◆ **Directions**
Please retype all the data below exactly, line for line.

[Stored dataset items]
* * * * *

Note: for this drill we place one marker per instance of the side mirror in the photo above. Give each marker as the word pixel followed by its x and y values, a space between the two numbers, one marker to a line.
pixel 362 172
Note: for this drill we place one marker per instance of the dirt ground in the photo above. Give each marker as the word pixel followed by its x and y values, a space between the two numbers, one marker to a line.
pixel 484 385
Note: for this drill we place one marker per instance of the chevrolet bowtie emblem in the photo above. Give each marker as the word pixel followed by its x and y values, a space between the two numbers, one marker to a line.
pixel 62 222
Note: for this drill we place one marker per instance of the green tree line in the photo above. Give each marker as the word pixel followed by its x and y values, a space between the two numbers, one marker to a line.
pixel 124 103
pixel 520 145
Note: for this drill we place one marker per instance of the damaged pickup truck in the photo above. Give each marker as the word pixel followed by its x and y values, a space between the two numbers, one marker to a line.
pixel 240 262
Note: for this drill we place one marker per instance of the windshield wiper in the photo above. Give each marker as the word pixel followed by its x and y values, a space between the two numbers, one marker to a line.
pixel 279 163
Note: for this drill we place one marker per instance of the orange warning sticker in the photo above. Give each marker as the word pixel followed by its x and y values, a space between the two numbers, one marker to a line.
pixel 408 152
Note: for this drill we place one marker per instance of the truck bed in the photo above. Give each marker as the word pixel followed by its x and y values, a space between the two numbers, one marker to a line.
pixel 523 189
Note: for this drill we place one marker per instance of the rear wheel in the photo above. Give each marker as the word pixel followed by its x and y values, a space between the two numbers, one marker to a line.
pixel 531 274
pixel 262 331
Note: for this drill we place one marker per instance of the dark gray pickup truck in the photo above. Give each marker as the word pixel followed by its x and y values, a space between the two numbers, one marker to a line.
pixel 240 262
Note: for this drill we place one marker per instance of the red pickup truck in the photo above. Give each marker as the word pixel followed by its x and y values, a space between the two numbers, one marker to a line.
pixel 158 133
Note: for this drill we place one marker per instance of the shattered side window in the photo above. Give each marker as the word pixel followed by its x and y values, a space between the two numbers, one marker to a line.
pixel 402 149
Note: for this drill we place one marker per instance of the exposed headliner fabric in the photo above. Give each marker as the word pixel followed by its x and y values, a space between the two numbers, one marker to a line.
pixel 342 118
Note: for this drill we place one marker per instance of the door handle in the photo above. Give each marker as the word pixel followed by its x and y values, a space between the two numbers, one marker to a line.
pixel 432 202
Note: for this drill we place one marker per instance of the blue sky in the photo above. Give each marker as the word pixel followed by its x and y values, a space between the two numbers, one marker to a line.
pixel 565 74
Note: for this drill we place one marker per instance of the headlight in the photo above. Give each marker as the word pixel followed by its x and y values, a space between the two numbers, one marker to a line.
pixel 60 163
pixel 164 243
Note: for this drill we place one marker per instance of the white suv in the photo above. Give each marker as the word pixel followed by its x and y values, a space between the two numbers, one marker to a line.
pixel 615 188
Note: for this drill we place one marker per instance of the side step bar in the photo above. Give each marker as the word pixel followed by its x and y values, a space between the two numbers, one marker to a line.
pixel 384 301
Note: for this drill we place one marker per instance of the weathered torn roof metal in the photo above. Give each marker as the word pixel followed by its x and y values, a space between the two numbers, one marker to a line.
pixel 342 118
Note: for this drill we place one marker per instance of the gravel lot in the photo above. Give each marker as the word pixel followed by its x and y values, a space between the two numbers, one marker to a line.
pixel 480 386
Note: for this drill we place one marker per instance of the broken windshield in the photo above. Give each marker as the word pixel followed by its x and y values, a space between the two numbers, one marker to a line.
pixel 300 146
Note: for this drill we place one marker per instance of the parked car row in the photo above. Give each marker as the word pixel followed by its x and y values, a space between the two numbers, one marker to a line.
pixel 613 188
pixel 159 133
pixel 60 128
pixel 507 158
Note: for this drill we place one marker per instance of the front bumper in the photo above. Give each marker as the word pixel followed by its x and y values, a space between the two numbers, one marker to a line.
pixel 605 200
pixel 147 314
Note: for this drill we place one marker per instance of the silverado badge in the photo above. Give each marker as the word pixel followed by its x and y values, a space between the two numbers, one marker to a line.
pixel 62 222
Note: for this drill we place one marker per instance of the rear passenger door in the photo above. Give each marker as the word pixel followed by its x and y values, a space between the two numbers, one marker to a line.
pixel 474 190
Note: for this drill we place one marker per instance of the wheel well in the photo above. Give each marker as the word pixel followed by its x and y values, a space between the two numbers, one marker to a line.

* * * * *

◆ **Answer to this task**
Note: for this drill we place one marker per instance of the side mirror in the photo above. Give each marker as the word pixel followed by its x and y values, a space between the two numbers, one marker to a line.
pixel 362 172
Note: for this drill we place one marker per instance of the dirt ground in the photo above. Give each marker as the word pixel followed by its x and y values, a space between the two numbers, one marker to a line.
pixel 484 385
Note: for this drill we place one marker per instance of the chevrolet bowtie emblem in the photo above. Give each marker as the word pixel followed by its x and y values, a space between the two numbers, one marker to a line.
pixel 62 222
Note: for this drill we place one marker per instance of the green tree line in the photo above. Give each marker as the word pixel followed by its x and y values, a space between the two numbers, one marker to a line.
pixel 124 103
pixel 520 145
Note: for this drill we place one marker per instance of the damaged pickup truck in the photo above. Give each marker as the word pixel followed by its x and y values, a space between the two numbers, one marker to a line.
pixel 240 262
Note: for this drill we place one marker per instance of the windshield wiper in the photo above. Give each marker as the word pixel followed by its x and y values, a space between the two numbers, one marker to a line.
pixel 279 163
Note: for this drill we place one marker per instance of the orange warning sticker in the photo above. Give each marker as the word pixel followed by its x and y values, a space between the two numbers, one marker to a line.
pixel 408 152
Note: for this drill we place one marker per instance of the truck bed in the photo above. Give each marker as the word pixel followed by its x and y values, a space between the two numbers, one marker to a line.
pixel 523 189
Note: for this drill we place one marker per instance of the rear wheel in the photo above. Give each marker as the word pixel followed by its x and y values, a space between the two numbers, one marker to a line.
pixel 531 274
pixel 262 331
Note: for this drill we place one marker per instance of the dark gray pickup truck in the photo above. Give each marker as the word pixel followed by its x and y values, a space between the two numbers, one marker to a line.
pixel 240 262
Note: for this drill we place one marker per instance of the red pickup truck in the photo above. Give each marker as the word pixel followed by its x and y values, a space between the two numbers, one marker to a line.
pixel 158 133
Note: for this drill we place one marker per instance of the shattered side window in the photo above. Give each marker as the word pixel followed by its x and y values, a space between the two numbers, one marker to a line.
pixel 402 149
Note: for this drill we place one marker per instance of the exposed headliner fabric in the photo above. Give each marker as the word pixel followed by its x and y values, a space between the two numbers, one marker to a line.
pixel 342 118
Note: for this drill we place one marker per instance of the door handle in the photo above. Give each marker as the word pixel followed by its x and y values, a space between the two numbers, one marker to a line.
pixel 432 202
Note: for this drill we place one marker per instance of the blue sky in the photo above. Give each marker as the word pixel followed by its x and y values, a space between the two numbers, one marker to a line.
pixel 565 74
Note: for this drill we place one marker per instance of the headlight in the photo above. Give each marker as the word pixel followed by its x and y values, a space between the two numbers, one marker to a line.
pixel 60 163
pixel 164 243
Note: for this drill we place one marker per instance of the white suv in the photo above. Give each marker as the word pixel followed by its x and y values, a space between the two numbers, one marker to a line.
pixel 615 188
Note: for this drill we place one marker per instance of the side step bar in the photo above. Give each marker as the word pixel followed by its x and y values, a space between the two numbers, one marker to a line.
pixel 384 301
Note: for this drill we place one marker per instance of the weathered torn roof metal in the photo above. Give each marker as the word pixel followed by its x and y values, a space between the two numbers, one marker to a line.
pixel 342 118
Note: for this drill we place one marker per instance of the gravel lot in the photo above. Give each marker as the word pixel followed by its x and y values, a space between the two numbers, one marker to a line.
pixel 480 386
Note: for this drill we place one marker per instance of the broken windshield in the photo above. Give each marker as the word pixel followed by its x and y values, a space between the two numbers, one marker to a line.
pixel 300 146
Note: for this drill we place one marker per instance of the parked car row in the photo above. Give each marker as the word pixel followed by its x and y values, a space between the two numbers, one marker to a line.
pixel 613 188
pixel 159 133
pixel 60 128
pixel 507 158
Note: for this drill we place one marker per instance of the front bumper in the photo above. Give each marker as the word pixel followed by its x and y values, a space between the two numbers, one marker to a line.
pixel 605 200
pixel 147 314
Note: for this drill we place one marker per instance of the silverado badge in the photo above. Give each marker as the word pixel followed by its x and y values, a space between the two numbers, one marker to a line.
pixel 62 222
Note: for this drill we place one marker per instance of the rear passenger door in the photo above. Give each marker as the word pixel followed by its x and y values, a space between the two numbers, one marker to a line.
pixel 474 190
Note: for this drill we place one marker per instance of the wheel well in the photo above. Give each marker as the word pixel followed by its x and y values, a space between the two numbers, one marker to a line.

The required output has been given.